▶ _ФРАГМЕНТ ТЕКСТА_:
────

12. НЕТ ДЕМОКРАТИИ БЕЗ ДЕМОКРАТОВ
Теперь должно быть очевидно, что Механизм, который мы описали, является
по сути экономической интерпретацией истории. Сама по себе "логика
современной науки" силой не обладает" есть только люди, желающие
воспользоваться наукой для покорения природы или для защиты от опасностей.
Сама по себе наука (как в форме машинного производства, так и в форме
рациональной организации труда) определяет только горизонт технических
возможностей, заданных основными законами природы. Это человеческое желание
толкает людей на использование этих возможностей: не желание удовлетворить
ограниченный набор "естественных" потребностей, но весьма растяжимое
желание, чей горизонт возможностей постоянно натыкается на препятствия.
Другими словами, наш Механизм есть своего рода марксистская
интерпретация истории, которая ведет к абсолютно немарксистским заключениям.
Именно желание "человека как биологического вида" производить и потреблять
ведет его из деревни в город, на работу на больших заводах или в больших
бюрократических структурах вместо работы на земле, толкает продавать свой
труд тому, кто предложит наивысшую цену, вместо того чтобы заниматься
работой своих предков, побуждает получать образование и подчиняться
дисциплине часов.
Но вопреки Марксу общество, которое дает людям возможность производить
и потреблять наибольшее число продуктов на наиболее равной основе, это не
коммунистическое общество, а капиталистическое. В третьем томе "Капитала"

────

▶ _ЦЕЛЬ ЗАДАНИЯ_:
Ответьте на вопросы по фрагменту текста.
1. Что, согласно фрагменту, определяет сама по себе наука?
2. Какой интерпретацией истории назван Механизм и к каким заключениям она ведет?
3. Какое общество, вопреки Марксу, дает людям возможность производить и потреблять наибольшее число продуктов на наиболее равной основе?

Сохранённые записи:
────

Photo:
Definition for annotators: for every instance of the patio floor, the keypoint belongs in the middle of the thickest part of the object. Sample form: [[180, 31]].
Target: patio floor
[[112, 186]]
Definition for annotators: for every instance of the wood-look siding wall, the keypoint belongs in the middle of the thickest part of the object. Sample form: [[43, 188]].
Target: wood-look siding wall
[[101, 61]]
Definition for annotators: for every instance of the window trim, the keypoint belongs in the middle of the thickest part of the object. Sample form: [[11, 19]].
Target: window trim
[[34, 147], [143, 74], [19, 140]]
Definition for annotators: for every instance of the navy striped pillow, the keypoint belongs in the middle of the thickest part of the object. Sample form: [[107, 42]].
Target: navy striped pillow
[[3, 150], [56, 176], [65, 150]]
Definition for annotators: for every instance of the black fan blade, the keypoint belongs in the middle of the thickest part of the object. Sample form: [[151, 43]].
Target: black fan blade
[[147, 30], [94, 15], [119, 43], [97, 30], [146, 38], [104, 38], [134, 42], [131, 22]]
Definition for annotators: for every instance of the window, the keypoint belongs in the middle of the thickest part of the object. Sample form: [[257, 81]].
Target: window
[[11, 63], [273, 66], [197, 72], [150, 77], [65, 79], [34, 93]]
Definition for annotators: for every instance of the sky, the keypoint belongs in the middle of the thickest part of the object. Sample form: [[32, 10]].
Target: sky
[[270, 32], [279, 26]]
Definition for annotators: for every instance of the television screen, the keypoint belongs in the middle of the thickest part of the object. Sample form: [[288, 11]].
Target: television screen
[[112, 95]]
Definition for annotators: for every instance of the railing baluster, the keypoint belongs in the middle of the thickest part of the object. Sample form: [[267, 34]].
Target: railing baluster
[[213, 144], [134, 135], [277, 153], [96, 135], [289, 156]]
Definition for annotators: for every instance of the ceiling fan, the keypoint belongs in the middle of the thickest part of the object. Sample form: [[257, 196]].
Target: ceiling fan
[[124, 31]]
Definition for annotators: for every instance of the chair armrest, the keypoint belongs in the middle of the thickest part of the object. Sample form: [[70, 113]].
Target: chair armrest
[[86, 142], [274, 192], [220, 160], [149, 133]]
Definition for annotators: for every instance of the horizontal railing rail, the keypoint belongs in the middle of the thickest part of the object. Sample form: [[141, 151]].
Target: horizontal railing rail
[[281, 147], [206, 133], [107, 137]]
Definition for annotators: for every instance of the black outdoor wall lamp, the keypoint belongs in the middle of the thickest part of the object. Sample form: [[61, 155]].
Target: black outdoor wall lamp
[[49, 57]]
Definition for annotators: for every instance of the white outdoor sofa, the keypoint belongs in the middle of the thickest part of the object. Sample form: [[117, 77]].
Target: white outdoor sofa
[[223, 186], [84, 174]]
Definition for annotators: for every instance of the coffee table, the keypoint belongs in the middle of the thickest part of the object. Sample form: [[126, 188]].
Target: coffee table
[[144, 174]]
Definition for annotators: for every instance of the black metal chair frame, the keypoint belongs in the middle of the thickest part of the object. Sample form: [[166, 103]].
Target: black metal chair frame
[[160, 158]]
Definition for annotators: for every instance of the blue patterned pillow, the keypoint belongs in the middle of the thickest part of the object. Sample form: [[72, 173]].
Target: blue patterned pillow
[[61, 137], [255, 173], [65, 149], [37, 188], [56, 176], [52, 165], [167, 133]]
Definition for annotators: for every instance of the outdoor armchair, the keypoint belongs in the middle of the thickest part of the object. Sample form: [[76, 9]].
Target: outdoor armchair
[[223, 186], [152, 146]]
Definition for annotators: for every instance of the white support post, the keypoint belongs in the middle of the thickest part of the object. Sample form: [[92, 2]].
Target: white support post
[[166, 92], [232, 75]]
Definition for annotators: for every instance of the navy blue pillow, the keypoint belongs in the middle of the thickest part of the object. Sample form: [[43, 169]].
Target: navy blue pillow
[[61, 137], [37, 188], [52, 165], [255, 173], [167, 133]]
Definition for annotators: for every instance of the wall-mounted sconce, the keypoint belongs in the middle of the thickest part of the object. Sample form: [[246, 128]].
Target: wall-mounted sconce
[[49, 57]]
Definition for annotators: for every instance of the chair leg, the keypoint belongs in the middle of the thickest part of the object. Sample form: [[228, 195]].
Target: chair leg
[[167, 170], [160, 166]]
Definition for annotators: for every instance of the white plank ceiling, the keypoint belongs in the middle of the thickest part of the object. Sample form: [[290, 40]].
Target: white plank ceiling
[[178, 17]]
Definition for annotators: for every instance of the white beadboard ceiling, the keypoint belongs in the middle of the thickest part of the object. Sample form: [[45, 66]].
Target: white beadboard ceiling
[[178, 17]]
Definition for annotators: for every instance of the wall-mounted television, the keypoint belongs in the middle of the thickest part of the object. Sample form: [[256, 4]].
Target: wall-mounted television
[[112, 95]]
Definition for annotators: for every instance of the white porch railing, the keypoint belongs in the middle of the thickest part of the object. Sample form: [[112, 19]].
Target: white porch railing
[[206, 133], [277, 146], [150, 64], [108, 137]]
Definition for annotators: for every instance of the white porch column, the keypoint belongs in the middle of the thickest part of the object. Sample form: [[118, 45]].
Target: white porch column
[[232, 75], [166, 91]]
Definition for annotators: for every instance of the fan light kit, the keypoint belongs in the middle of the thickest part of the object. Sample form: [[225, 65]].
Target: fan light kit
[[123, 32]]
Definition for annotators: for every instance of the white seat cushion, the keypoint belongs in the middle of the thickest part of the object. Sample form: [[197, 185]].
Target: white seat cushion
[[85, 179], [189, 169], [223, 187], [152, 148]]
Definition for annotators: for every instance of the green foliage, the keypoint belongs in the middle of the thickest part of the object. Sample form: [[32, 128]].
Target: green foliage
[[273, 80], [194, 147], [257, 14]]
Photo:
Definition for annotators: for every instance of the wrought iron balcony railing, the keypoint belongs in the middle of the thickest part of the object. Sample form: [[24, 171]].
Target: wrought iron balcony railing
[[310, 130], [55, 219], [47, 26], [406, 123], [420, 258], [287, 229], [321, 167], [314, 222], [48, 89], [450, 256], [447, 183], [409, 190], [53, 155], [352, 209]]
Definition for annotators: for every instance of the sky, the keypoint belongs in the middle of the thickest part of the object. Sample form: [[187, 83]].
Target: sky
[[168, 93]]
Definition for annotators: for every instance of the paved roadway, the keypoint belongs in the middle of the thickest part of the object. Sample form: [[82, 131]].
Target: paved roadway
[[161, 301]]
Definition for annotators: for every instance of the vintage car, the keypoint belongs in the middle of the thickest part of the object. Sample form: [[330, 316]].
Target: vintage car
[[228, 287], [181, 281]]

────

▶ _ВЫПОЛНЕННОЕ ЗАДАНИЕ_:
1. Только горизонт технических возможностей, заданных основными законами природы.
2. Своего рода марксистской интерпретацией истории, которая ведет к абсолютно немарксистским заключениям.
3. Капиталистическое, а не коммунистическое.